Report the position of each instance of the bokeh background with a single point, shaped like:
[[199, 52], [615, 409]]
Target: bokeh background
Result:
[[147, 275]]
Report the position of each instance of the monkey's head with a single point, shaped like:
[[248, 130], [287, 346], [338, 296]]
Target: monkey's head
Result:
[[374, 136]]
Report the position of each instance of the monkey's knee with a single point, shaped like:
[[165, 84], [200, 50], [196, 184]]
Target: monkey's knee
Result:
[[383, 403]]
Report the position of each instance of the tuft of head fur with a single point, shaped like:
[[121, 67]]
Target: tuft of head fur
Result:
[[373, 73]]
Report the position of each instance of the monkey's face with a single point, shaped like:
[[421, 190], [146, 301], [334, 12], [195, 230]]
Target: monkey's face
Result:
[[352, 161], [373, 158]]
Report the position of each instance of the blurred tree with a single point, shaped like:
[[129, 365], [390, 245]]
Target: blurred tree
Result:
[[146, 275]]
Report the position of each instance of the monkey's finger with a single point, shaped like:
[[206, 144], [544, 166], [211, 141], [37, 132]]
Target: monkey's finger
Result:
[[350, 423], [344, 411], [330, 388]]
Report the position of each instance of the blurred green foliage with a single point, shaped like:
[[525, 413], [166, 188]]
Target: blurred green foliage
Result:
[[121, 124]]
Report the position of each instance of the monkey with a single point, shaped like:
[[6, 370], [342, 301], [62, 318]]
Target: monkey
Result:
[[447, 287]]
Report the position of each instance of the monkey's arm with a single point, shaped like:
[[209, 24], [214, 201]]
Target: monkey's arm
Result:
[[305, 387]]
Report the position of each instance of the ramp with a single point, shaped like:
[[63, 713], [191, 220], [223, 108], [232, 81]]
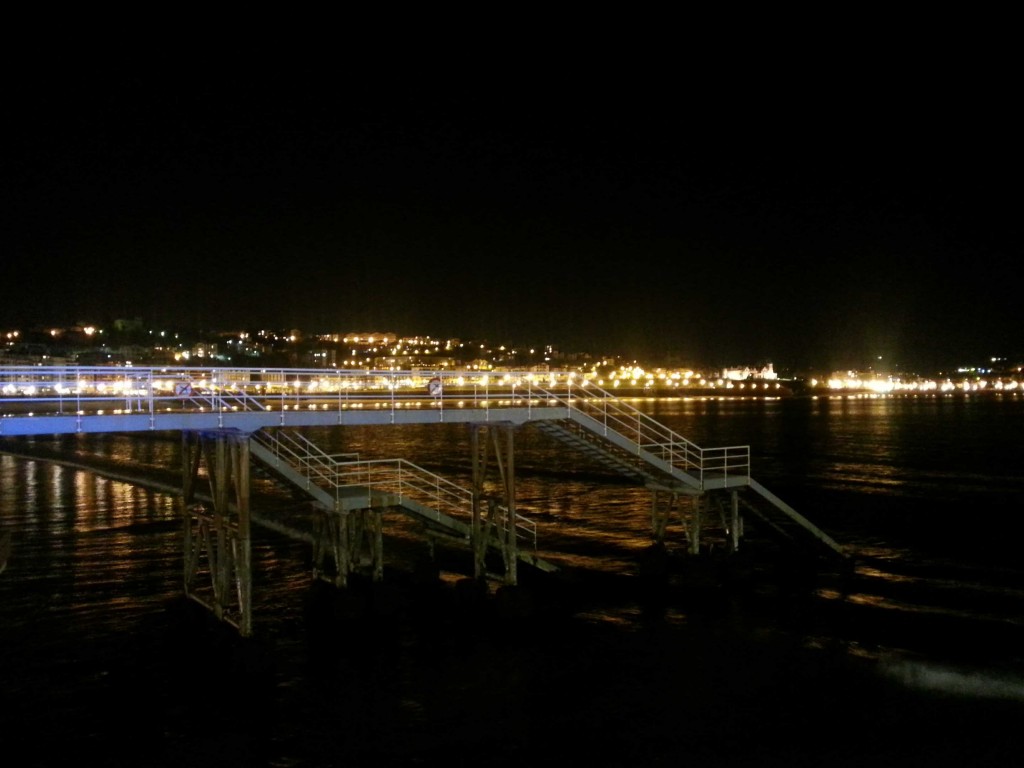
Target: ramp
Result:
[[344, 483]]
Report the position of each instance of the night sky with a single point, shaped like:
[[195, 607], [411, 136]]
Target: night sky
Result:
[[806, 212]]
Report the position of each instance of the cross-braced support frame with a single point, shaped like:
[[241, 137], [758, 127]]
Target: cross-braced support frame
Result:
[[217, 541], [494, 504]]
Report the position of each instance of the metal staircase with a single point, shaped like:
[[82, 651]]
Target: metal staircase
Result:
[[635, 445], [342, 483]]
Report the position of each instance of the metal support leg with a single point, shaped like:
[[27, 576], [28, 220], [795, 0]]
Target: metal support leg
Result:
[[219, 539]]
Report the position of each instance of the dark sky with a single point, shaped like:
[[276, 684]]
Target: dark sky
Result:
[[810, 213]]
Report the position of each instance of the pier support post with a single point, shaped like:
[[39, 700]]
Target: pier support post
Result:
[[735, 522], [218, 541], [351, 539], [498, 526]]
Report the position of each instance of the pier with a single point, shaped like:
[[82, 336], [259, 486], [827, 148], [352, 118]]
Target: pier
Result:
[[233, 418]]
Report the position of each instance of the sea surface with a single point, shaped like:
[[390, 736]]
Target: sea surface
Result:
[[909, 652]]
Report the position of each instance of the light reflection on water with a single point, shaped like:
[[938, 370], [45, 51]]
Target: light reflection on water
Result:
[[95, 558]]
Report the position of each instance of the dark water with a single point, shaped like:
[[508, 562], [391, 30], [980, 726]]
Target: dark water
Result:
[[911, 656]]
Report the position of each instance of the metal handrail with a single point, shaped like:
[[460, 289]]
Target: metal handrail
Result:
[[48, 390]]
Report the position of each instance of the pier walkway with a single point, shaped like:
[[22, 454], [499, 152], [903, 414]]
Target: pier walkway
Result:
[[229, 417]]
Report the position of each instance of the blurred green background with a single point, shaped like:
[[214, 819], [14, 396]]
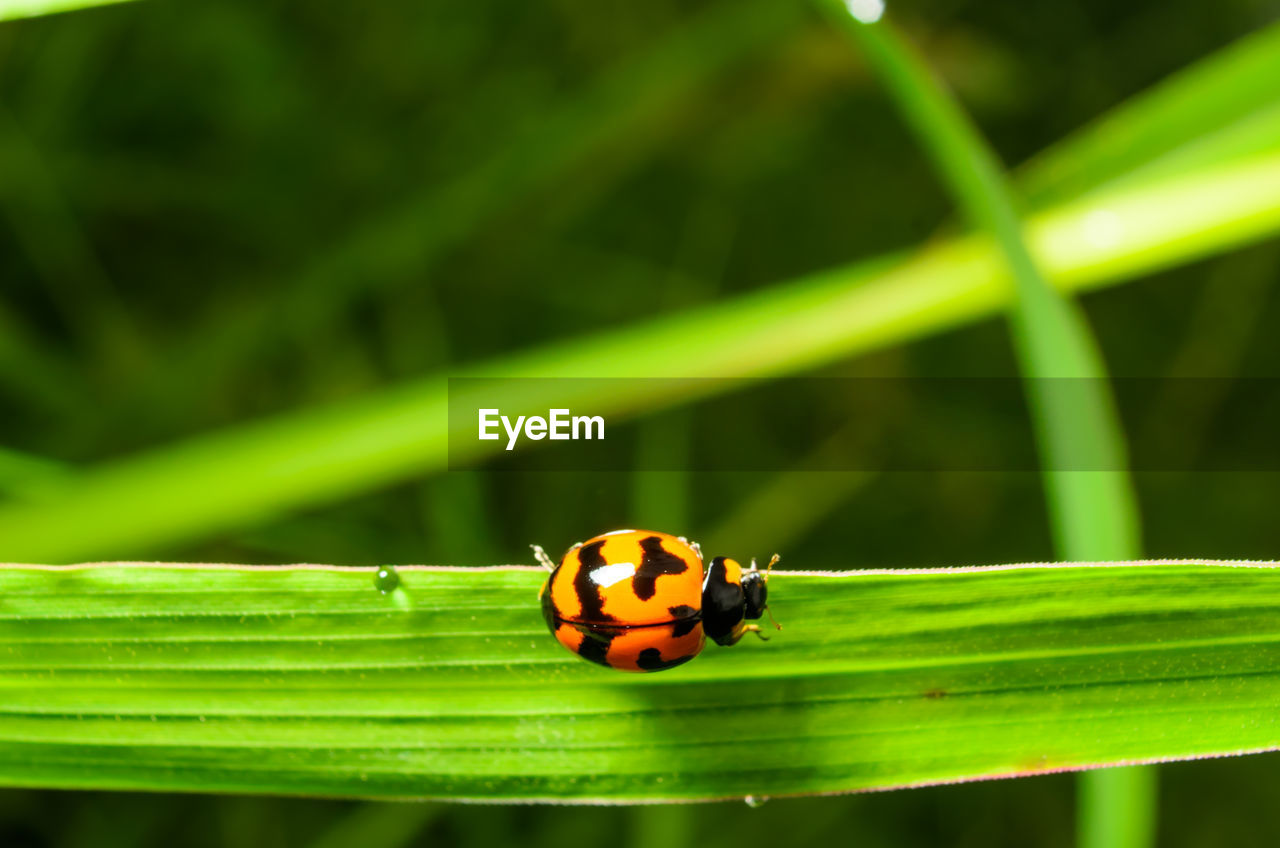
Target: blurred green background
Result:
[[213, 213]]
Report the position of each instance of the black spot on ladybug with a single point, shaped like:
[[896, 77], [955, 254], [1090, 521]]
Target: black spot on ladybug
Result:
[[650, 660], [684, 627], [656, 562], [589, 591]]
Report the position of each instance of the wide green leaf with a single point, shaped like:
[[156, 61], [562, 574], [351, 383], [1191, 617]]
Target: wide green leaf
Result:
[[307, 679], [10, 9]]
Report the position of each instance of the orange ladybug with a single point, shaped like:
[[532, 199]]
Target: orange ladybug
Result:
[[640, 600]]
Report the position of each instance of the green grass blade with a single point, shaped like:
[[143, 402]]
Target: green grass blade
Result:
[[259, 472], [1095, 514], [1232, 86], [309, 680], [13, 9]]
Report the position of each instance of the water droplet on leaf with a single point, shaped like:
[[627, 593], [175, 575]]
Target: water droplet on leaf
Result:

○ ○ ○ ○ ○ ○ ○

§ **Task requirements**
Return the span of lines in the data above that opens at the line with "[[27, 576], [28, 220], [795, 0]]" and closes at the line with "[[938, 370], [45, 51]]", exactly, ends included, nothing else.

§ **Solution to the exercise**
[[27, 576], [28, 220], [795, 0]]
Target: metal support leg
Result:
[[219, 539]]
Report the position of each instance of the dark sky with a single point, shaped like:
[[276, 684]]
Target: dark sky
Result:
[[810, 213]]
Report the position of each instance of the pier support post with a single point, shaped like:
[[39, 700]]
Target: pier support post
Result:
[[735, 522], [218, 541], [351, 539], [498, 526]]
Report the position of each instance of the pier with a single point, shaped like:
[[82, 336], [259, 486], [827, 148], [352, 118]]
Target: pier
Result:
[[233, 418]]
Report the position of each instance of the sea surface with a single point, shaped like:
[[390, 736]]
Target: sea surface
Result:
[[909, 652]]
Report the position of each instance of the light reflection on water with a single point, shaped like:
[[938, 370], [45, 51]]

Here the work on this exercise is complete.